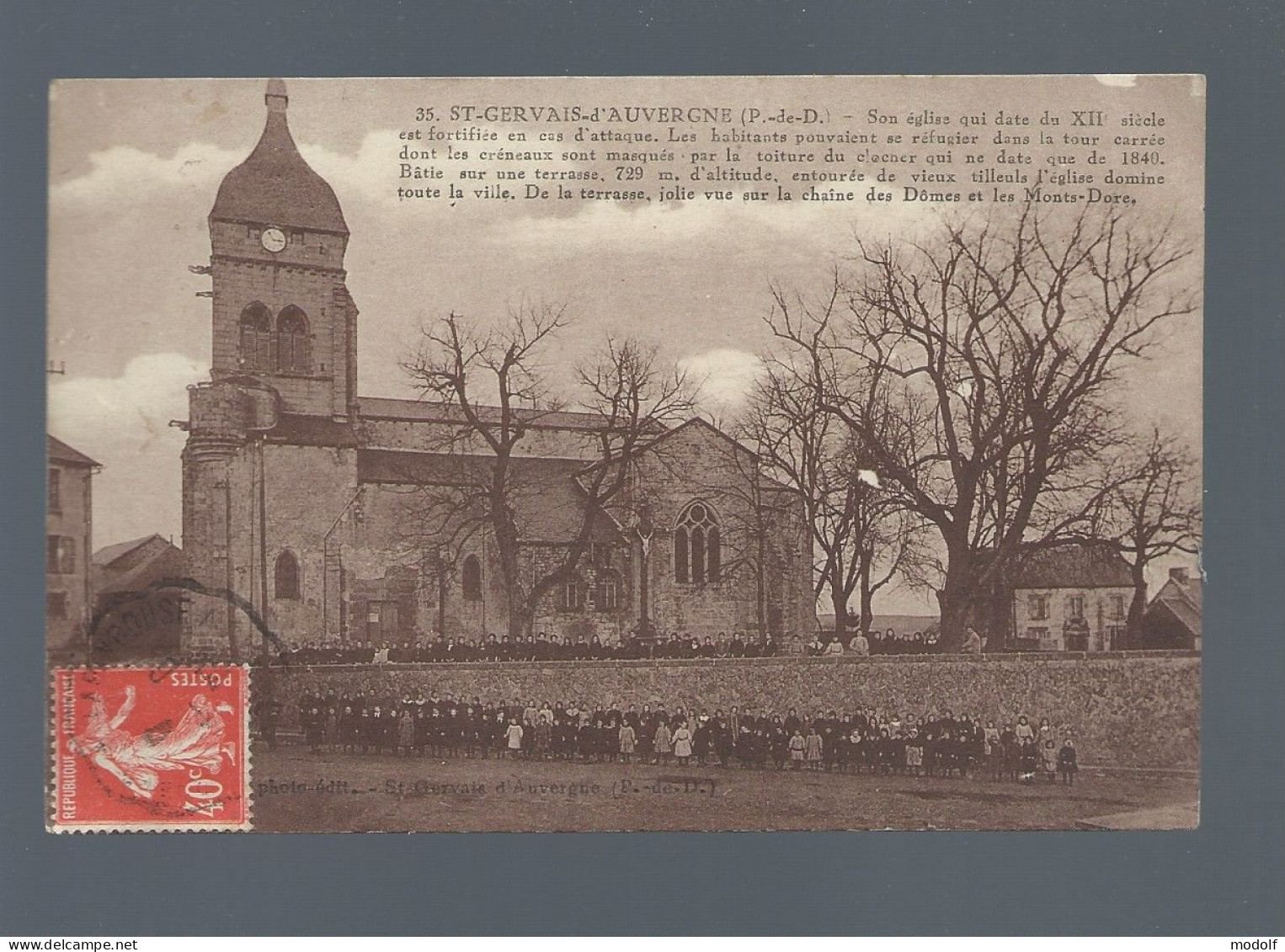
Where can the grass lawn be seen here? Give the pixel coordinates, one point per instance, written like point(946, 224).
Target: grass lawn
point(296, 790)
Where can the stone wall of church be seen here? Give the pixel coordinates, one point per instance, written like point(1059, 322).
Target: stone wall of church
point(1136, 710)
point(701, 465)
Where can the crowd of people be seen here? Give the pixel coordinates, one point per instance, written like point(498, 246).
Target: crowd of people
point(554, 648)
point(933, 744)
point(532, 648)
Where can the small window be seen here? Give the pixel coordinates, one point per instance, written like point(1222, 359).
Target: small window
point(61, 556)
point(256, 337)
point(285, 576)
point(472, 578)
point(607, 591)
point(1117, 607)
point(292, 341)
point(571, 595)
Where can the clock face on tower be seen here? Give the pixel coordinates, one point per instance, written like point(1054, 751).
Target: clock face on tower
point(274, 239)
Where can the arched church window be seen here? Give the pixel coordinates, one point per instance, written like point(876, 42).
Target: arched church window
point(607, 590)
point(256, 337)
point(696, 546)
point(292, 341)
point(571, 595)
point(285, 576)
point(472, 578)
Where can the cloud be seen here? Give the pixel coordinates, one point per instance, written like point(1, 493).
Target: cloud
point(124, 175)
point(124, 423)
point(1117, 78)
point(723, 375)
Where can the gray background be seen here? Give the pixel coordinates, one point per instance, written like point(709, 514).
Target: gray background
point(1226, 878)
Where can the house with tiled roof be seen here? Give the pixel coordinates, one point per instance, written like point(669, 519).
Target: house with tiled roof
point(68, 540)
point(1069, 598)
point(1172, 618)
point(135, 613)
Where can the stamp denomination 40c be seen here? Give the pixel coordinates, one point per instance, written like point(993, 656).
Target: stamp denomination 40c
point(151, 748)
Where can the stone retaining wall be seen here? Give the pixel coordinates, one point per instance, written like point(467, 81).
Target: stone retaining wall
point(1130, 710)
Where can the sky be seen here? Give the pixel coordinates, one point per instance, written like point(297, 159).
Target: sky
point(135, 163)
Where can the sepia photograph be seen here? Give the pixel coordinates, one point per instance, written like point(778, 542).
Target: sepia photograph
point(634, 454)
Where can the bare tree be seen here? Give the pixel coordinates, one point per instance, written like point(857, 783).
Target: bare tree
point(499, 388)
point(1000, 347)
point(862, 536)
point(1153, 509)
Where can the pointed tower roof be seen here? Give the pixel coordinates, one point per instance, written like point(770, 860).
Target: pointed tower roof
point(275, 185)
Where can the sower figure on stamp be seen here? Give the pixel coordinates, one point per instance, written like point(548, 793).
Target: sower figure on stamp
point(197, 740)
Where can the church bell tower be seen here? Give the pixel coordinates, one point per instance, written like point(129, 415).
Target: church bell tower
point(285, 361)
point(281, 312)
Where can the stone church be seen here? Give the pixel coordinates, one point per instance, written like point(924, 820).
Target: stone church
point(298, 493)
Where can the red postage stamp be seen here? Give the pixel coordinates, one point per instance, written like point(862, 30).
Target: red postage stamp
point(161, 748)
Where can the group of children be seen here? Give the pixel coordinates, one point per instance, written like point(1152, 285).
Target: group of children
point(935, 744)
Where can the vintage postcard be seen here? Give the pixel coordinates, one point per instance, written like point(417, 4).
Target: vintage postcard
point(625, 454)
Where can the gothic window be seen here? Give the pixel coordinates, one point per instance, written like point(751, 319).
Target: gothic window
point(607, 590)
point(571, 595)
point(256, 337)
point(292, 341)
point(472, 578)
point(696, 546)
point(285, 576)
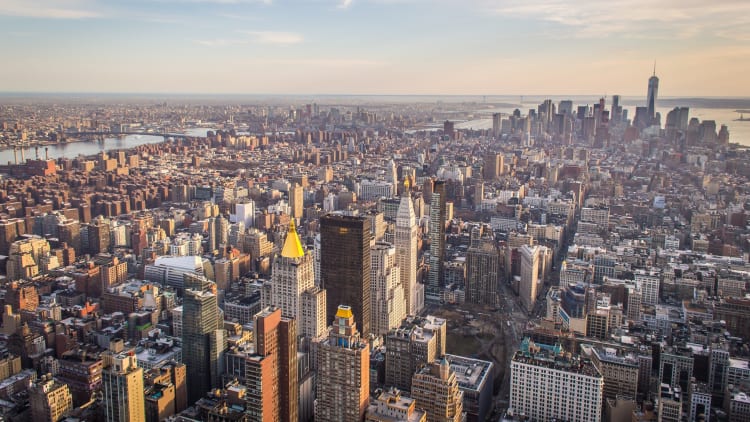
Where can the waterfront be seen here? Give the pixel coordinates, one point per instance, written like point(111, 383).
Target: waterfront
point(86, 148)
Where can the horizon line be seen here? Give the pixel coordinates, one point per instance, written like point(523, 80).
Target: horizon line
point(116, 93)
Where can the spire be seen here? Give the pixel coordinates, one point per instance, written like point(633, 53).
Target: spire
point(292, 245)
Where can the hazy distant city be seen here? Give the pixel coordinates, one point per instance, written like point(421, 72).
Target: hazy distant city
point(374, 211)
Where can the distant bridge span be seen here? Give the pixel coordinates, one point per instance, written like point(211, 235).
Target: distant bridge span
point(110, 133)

◇ ◇ ◇ ◇ ◇

WHAT THIS TASK INVOLVES: Rewrite the material above, changing every "pixel coordinates" to "image coordinates" and keeping everything else the same. Omit the pictures.

WRITTEN ANSWER:
Where can the grass lawn be seen here? Give the image coordinates, one point per instance, written like point(946, 224).
Target: grass lawn
point(296, 790)
Where can the stone wall of church be seen here? Give the image coordinates, one point per instance, written like point(1059, 322).
Target: stone wall of church
point(1136, 710)
point(701, 465)
Where can the crowd of people be seen here? Give the image coordinates, one point per instance, written like point(498, 246).
Target: crowd of people
point(554, 648)
point(933, 744)
point(532, 648)
Where can the small window be seen here? Give the image coordinates, one point per instance, written like point(1222, 359).
Target: small window
point(61, 556)
point(256, 337)
point(285, 576)
point(472, 578)
point(607, 591)
point(1117, 607)
point(292, 341)
point(571, 595)
Where can the clock face on tower be seen here? Give the image coordinates, one point per instance, written like point(1054, 751).
Target: clock face on tower
point(274, 239)
Where can the arched church window be seen here? Give the image coordinates, one point per instance, written like point(876, 42).
Target: arched church window
point(607, 590)
point(256, 337)
point(696, 546)
point(292, 341)
point(571, 595)
point(285, 576)
point(472, 578)
Where can the cloud be seen here? Give the image coordinates, one point per instance, written like point(1, 493).
Target: cloud
point(124, 175)
point(124, 423)
point(1117, 78)
point(723, 375)
Where can the gray background be seen here? Give the image coordinates, one point per instance, written like point(709, 514).
Target: gray background
point(1226, 878)
Where can the house with tiled roof be seen here? Give the image coordinates, one point per instance, written like point(669, 519).
Target: house with tiled roof
point(68, 540)
point(1069, 598)
point(1172, 618)
point(135, 613)
Where can the stamp denomination 40c be seen here? Give the image coordinates, one point per instance, written like point(993, 656).
Target: stamp denomination 40c
point(151, 748)
Where can the stone retaining wall be seen here? Give the image coordinates, one point per instance, written like point(467, 81).
Target: stone retaining wall
point(1130, 710)
Where can the sky be seen here? Give the image coordinates, one point per instance, written like point(297, 159).
Target: sky
point(135, 163)
Where can the sepia photograph be seen here? Give the image coordinates, one point per instance, written like point(778, 542).
Target: sepia photograph
point(634, 454)
Where can the bare tree be seen here? Give the image coordinates, one point per instance, written like point(857, 783).
Target: bare tree
point(499, 388)
point(1000, 347)
point(862, 536)
point(1153, 509)
Where can the pointed tower roof be seen here? Give the image coordinates, one point per instance, written like point(770, 860).
Target: pointed tower roof
point(275, 185)
Where can the sower figure on stamp be seen here? Give the image coordinates, one point per instance, written like point(548, 793).
Target: sower figure on stamp
point(197, 740)
Where can the church bell tower be seen here? Give the image coordinates, one point per instance, written like point(129, 415).
Target: church bell tower
point(285, 361)
point(281, 312)
Where can the stone church be seen here? Give the image coordinates, one point per instance, written like point(924, 820).
Target: stone church
point(298, 493)
Where can the red postage stamp be seen here? Give the image coordinates, one point per instance, written like point(862, 30).
Target: red postage stamp
point(161, 748)
Where can the group of children be seen here? Give the image coordinates, one point per instance, written like point(1152, 285).
Target: group of children
point(935, 744)
Where can the vintage postcard be seen here? Give the image coordinates, one point per instance, written like point(417, 4).
Target: vintage postcard
point(625, 454)
Where can the gothic window be seen here? Give the image coordinates, one point per instance, written like point(751, 319).
Target: gothic window
point(607, 590)
point(571, 595)
point(256, 337)
point(292, 341)
point(472, 578)
point(696, 546)
point(285, 576)
Where can the waterfront be seen here? Give the image coordinates, one point per instance, written like point(111, 383).
Target: waterfront
point(86, 148)
Where can the horizon line be seen here? Give the image coordinates, one point per instance, written like point(523, 80).
Target: horizon line
point(116, 93)
Where can the spire be seen here? Give the image coordinates, one point per instance, written like point(633, 53).
Target: spire
point(292, 245)
Where can the hazy distant city be seen here? Give the image coordinates, one point per instance, written like point(421, 72).
Target: hazy distant city
point(374, 211)
Where can the distant bridge span be seen here? Give the image coordinates, one point per instance, written like point(211, 235).
Target: distant bridge span
point(110, 133)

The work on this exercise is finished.